# Prompt
Carry over every entry exactly as written, though not the pictures it contains.

*** Opening Source data ***

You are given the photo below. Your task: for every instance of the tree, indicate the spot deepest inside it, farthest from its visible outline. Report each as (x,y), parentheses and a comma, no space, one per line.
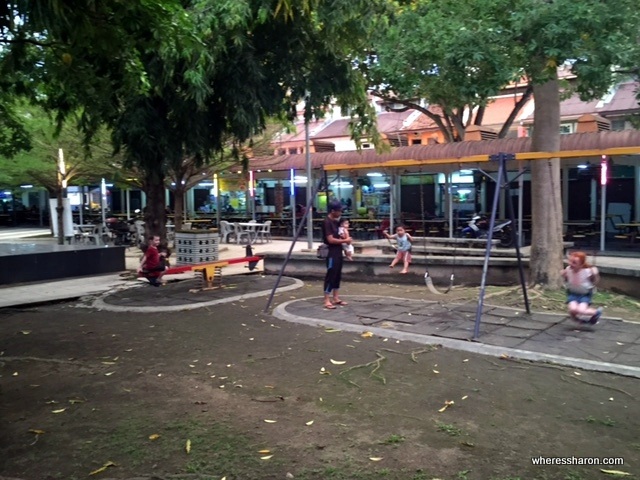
(591,38)
(465,51)
(84,166)
(452,54)
(251,59)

*** Closing Source data ***

# Reply
You are given the photo below. Your task: for every instance of the tree, indicate the spot deepest inside it, farthest from its visible outline. Report each as (x,y), parentheses and a comma, no space, one per line.
(591,38)
(465,51)
(84,166)
(452,54)
(251,59)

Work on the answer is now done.